** OBJECTIVE **
Rewrite the records starting at the line that contains "german shepherd's nose?" and ending at the line that contains "[[[127,242],[126,211],[49,211],[50,245],[99,244],[117,245]]]", including both of those lines. Keep the request wording unchanged, but scale every coordinate in the answers by 0.35 and round each result to a whole number, with halves rounded up.

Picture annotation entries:
* Begin *

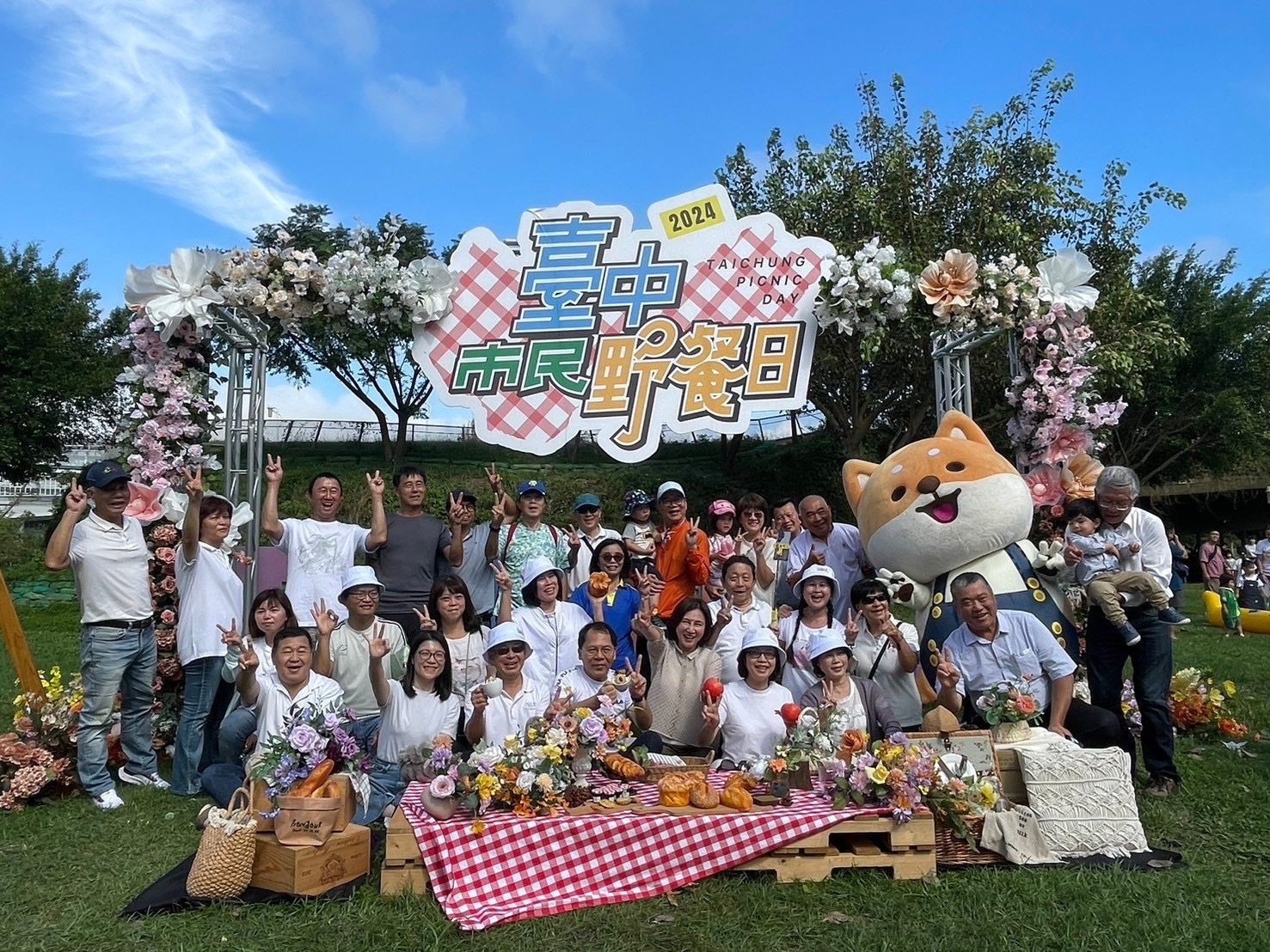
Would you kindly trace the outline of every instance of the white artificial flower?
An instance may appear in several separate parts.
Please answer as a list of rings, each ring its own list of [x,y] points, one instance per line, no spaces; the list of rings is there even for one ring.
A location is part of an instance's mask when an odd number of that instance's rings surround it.
[[[1097,303],[1097,288],[1086,283],[1095,274],[1093,265],[1083,251],[1064,248],[1038,264],[1036,272],[1036,293],[1041,301],[1063,305],[1072,311],[1087,311]]]
[[[169,267],[128,265],[123,300],[144,311],[164,340],[171,338],[187,317],[206,327],[211,322],[207,308],[225,303],[221,292],[208,284],[220,264],[221,255],[215,251],[178,248],[171,253]]]

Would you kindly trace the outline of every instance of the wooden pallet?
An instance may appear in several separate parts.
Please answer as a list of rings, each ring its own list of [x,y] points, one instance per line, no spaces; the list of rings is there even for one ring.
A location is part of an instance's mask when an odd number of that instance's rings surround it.
[[[387,838],[384,844],[384,867],[380,869],[380,894],[395,896],[413,892],[422,896],[428,891],[428,871],[419,854],[419,840],[400,806],[389,807],[386,817]]]
[[[859,868],[919,880],[935,873],[935,817],[919,814],[898,824],[888,816],[860,816],[734,868],[770,869],[777,882],[822,882],[834,869]]]

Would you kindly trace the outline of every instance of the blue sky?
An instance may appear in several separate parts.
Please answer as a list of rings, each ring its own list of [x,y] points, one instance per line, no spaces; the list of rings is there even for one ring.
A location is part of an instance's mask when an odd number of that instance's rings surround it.
[[[1133,188],[1187,195],[1157,208],[1148,253],[1237,248],[1256,273],[1267,27],[1260,3],[0,0],[0,241],[85,259],[113,306],[128,264],[241,244],[297,199],[347,222],[395,211],[442,244],[566,199],[639,215],[773,126],[819,143],[852,124],[861,77],[903,74],[914,114],[950,124],[1053,57],[1077,84],[1063,164],[1096,187],[1123,159]],[[364,416],[318,390],[279,380],[269,404]]]

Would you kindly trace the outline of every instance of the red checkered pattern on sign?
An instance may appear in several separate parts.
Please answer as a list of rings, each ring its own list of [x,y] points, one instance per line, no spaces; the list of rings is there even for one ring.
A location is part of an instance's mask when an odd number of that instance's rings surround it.
[[[724,777],[714,774],[711,782],[721,787]],[[641,802],[658,802],[653,784],[632,786]],[[462,929],[660,896],[852,816],[885,812],[834,810],[815,793],[794,791],[791,806],[748,814],[491,812],[478,835],[466,810],[450,820],[428,816],[422,790],[411,783],[401,807],[433,895]]]

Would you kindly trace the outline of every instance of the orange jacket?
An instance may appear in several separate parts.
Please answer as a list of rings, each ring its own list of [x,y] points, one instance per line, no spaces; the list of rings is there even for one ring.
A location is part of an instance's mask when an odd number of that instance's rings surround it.
[[[688,522],[685,519],[671,529],[657,547],[657,571],[665,583],[657,613],[669,618],[679,602],[710,580],[710,539],[705,531],[698,531],[696,548],[690,550]]]

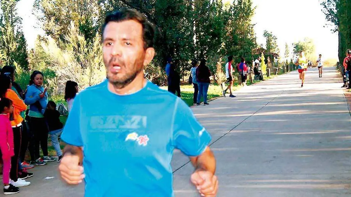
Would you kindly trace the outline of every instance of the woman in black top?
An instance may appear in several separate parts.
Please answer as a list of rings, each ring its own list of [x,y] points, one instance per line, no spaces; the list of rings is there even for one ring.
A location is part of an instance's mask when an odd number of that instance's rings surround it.
[[[210,77],[211,72],[210,69],[206,65],[206,60],[203,59],[200,62],[200,65],[196,68],[196,79],[199,86],[199,94],[198,95],[197,106],[200,105],[201,97],[204,97],[204,105],[209,104],[207,102],[207,92],[211,80]]]

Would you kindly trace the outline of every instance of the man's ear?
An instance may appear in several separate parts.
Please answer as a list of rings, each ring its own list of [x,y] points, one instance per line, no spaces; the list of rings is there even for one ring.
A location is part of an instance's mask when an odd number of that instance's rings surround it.
[[[145,58],[144,59],[144,66],[145,66],[150,63],[155,56],[155,49],[150,47],[146,49],[145,53]]]

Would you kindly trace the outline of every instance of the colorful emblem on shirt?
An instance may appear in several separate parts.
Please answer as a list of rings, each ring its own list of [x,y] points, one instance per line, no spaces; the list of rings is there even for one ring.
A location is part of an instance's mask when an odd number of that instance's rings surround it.
[[[147,137],[147,135],[146,135],[138,136],[138,134],[134,132],[130,134],[127,136],[127,137],[126,138],[126,141],[130,140],[137,141],[139,145],[145,146],[147,145],[147,142],[149,141],[149,138]]]

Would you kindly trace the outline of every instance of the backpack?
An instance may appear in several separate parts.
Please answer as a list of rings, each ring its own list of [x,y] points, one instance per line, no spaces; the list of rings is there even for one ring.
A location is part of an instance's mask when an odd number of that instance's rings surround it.
[[[346,70],[349,71],[351,70],[351,58],[347,57],[347,62],[346,63],[347,64]]]
[[[57,105],[56,110],[58,111],[60,114],[61,116],[67,116],[68,115],[68,110],[62,103],[60,103]]]

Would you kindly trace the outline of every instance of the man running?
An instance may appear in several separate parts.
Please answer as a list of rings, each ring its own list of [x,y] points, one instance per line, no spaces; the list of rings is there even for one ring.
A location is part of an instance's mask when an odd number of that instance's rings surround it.
[[[107,79],[74,100],[62,134],[68,144],[59,168],[62,178],[71,184],[84,179],[86,197],[173,197],[171,161],[177,148],[195,167],[191,180],[199,192],[215,196],[209,134],[180,98],[144,78],[155,54],[153,27],[124,8],[106,16],[102,29]]]
[[[307,61],[306,57],[305,56],[305,52],[301,51],[300,52],[300,56],[297,59],[297,61],[295,63],[296,66],[298,65],[299,76],[300,79],[302,82],[301,84],[301,87],[304,87],[304,82],[305,82],[305,74],[307,71]]]
[[[225,94],[227,93],[227,90],[229,89],[229,97],[236,97],[236,96],[233,95],[232,93],[232,86],[233,86],[233,72],[234,72],[232,66],[232,63],[233,62],[233,56],[231,55],[228,57],[228,62],[225,64],[225,75],[227,77],[227,81],[229,84],[228,85],[228,87],[225,90],[223,91],[223,95],[225,97]]]
[[[319,57],[317,59],[317,67],[318,67],[318,71],[319,73],[319,78],[322,78],[322,74],[323,71],[323,60],[322,60],[322,55],[319,54]]]

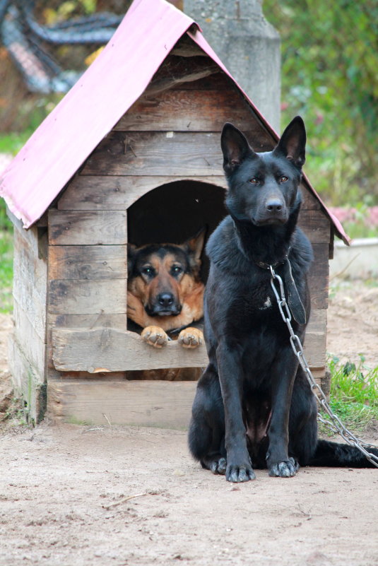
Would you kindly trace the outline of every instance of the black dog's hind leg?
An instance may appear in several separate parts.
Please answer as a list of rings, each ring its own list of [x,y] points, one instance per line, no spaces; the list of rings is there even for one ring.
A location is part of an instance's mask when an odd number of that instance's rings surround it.
[[[218,374],[211,363],[199,379],[189,425],[189,447],[203,468],[225,474],[225,415]]]
[[[220,341],[216,357],[225,410],[225,446],[227,452],[226,480],[248,481],[255,478],[247,447],[242,396],[243,373],[237,344]]]
[[[272,418],[266,454],[269,476],[290,478],[298,468],[288,454],[290,407],[297,367],[298,361],[289,347],[280,351],[273,367]]]

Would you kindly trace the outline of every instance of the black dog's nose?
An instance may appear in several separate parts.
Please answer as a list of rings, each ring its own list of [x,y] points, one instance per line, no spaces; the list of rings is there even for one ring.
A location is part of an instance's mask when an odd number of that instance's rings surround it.
[[[271,199],[266,203],[266,210],[268,212],[280,212],[282,208],[282,201],[280,201],[278,199]]]
[[[171,307],[175,301],[175,297],[172,293],[161,293],[157,298],[158,302],[162,307]]]

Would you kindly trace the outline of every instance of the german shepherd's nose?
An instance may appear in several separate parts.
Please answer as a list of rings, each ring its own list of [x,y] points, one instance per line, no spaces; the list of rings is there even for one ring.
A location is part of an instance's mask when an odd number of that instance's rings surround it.
[[[162,307],[171,307],[175,302],[175,297],[172,293],[160,293],[156,299]]]

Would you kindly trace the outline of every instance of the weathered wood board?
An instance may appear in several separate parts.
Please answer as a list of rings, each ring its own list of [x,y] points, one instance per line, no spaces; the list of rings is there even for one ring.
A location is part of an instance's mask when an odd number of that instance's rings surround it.
[[[50,380],[53,420],[187,428],[196,382]]]
[[[50,279],[126,279],[126,246],[49,246]]]
[[[126,313],[124,279],[59,279],[49,283],[52,314]]]
[[[309,325],[305,354],[311,367],[324,365],[324,311],[314,311]],[[54,365],[59,371],[122,372],[165,367],[201,367],[208,363],[204,345],[195,349],[169,342],[155,349],[134,332],[116,329],[56,328],[52,331]],[[143,361],[142,361],[143,360]]]
[[[219,149],[220,152],[220,148]],[[80,175],[69,183],[59,199],[59,210],[81,211],[124,211],[149,191],[175,181],[195,181],[199,183],[214,184],[227,189],[224,175],[213,176],[187,175],[177,177],[136,175]],[[320,204],[309,191],[302,188],[302,210],[320,210]],[[177,194],[177,198],[179,198]]]
[[[113,129],[122,131],[221,131],[225,122],[245,129],[253,124],[254,137],[265,138],[250,107],[231,88],[222,90],[171,89],[163,93],[147,90]],[[257,134],[257,135],[256,135]],[[259,143],[258,149],[262,144]]]
[[[127,242],[126,211],[49,211],[50,245],[99,244],[117,245]]]

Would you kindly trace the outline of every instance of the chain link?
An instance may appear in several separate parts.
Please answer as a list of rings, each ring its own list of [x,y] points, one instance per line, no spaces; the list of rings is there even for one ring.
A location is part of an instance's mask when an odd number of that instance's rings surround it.
[[[324,418],[320,414],[320,413],[318,412],[318,420],[326,425],[326,426],[332,430],[333,432],[339,434],[344,439],[344,440],[348,442],[348,444],[358,448],[358,450],[363,454],[363,455],[369,460],[370,462],[378,468],[378,456],[374,454],[372,454],[371,452],[369,452],[366,449],[367,448],[377,448],[377,447],[374,446],[374,444],[370,444],[364,442],[360,438],[355,436],[353,432],[346,428],[337,415],[335,415],[335,413],[332,411],[332,409],[329,406],[323,390],[315,381],[315,378],[312,375],[311,370],[309,369],[309,365],[306,360],[306,358],[303,352],[303,347],[301,344],[300,340],[297,334],[295,334],[294,332],[293,326],[291,326],[291,313],[288,305],[286,297],[285,296],[285,290],[283,288],[283,282],[282,278],[279,275],[277,275],[272,266],[269,266],[269,269],[271,274],[271,286],[277,300],[277,304],[278,305],[278,309],[280,309],[281,317],[283,319],[283,322],[288,326],[290,335],[290,341],[293,350],[298,358],[298,361],[302,369],[306,374],[306,377],[311,387],[312,393],[317,398],[322,409],[329,417],[329,419]],[[278,283],[279,293],[278,290],[275,284],[275,281]]]

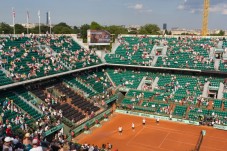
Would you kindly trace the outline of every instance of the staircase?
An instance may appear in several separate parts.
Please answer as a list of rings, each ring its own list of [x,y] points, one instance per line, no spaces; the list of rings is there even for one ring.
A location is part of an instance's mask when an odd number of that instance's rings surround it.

* End *

** REPLY **
Would you kindly trace the outline of every instance of the german shepherd's nose?
An instance may appear in several separate parts.
Please answer as a list of rings, each ring its own list of [x,y] points, one instance per line, no spaces; the list of rings is there even for one ring.
A location is part of an instance's mask when an odd number of that instance's rings surround it.
[[[57,107],[60,107],[61,106],[61,104],[60,103],[56,103],[55,105]]]

Would you kindly trace the outline of every instance of the weathered wood board?
An instance may appear in several separate parts.
Please answer as a list of rings, each ring its own list of [x,y] points, one instance per line, no spaces; the list of rings is there even for one ring.
A location is part of an instance's mask when an odd number of that instance's rings surround it.
[[[18,133],[19,147],[65,150],[69,134]]]
[[[18,98],[44,98],[44,86],[17,86]]]
[[[44,110],[43,98],[21,98],[17,99],[18,110]]]
[[[108,114],[107,124],[109,128],[113,128],[113,109],[110,109]],[[19,128],[21,130],[43,130],[58,128],[70,128],[73,127],[71,121],[68,122],[59,120],[54,122],[47,116],[41,115],[20,115],[18,116]],[[50,126],[50,126],[50,126]]]
[[[77,52],[77,53],[77,52]],[[28,61],[24,64],[21,70],[21,74],[28,74],[43,74],[52,67],[61,63],[68,63],[70,64],[75,64],[79,66],[78,61],[75,62],[65,61],[62,62],[48,61]],[[112,71],[108,67],[106,66],[106,74],[112,74]],[[62,68],[62,69],[63,69]]]
[[[40,45],[43,46],[77,46],[79,43],[86,45],[89,43],[89,48],[93,48],[88,37],[81,31],[78,32],[60,31],[57,33],[51,32]],[[90,47],[90,47],[90,47]],[[91,50],[90,52],[92,50]]]
[[[44,85],[44,74],[17,74],[18,86],[35,85],[41,86]]]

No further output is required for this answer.